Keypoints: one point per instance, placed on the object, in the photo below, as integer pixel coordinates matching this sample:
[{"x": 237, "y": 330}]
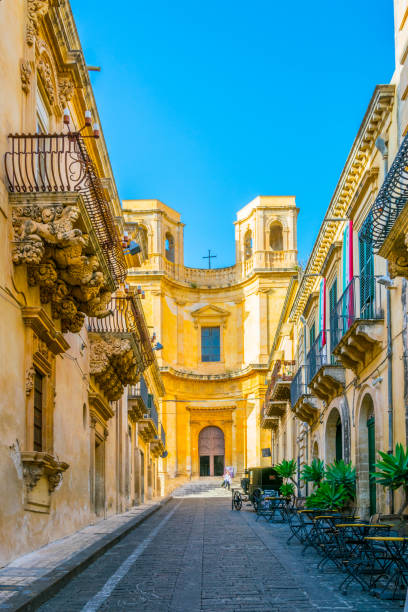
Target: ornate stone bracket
[
  {"x": 37, "y": 466},
  {"x": 112, "y": 363},
  {"x": 36, "y": 9},
  {"x": 60, "y": 259}
]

_ _ _ _ _

__Given task__: Update the records by replacing "ornate stone bracket" with "carved stone corbel" and changing nothing else. Leave out the pictures.

__The response__:
Keypoints: one point per instance, placed on the object, in the photo below, as integer pixel coordinates matching this sample:
[{"x": 237, "y": 330}]
Target: carved stone corbel
[
  {"x": 37, "y": 466},
  {"x": 112, "y": 363},
  {"x": 36, "y": 9},
  {"x": 60, "y": 259}
]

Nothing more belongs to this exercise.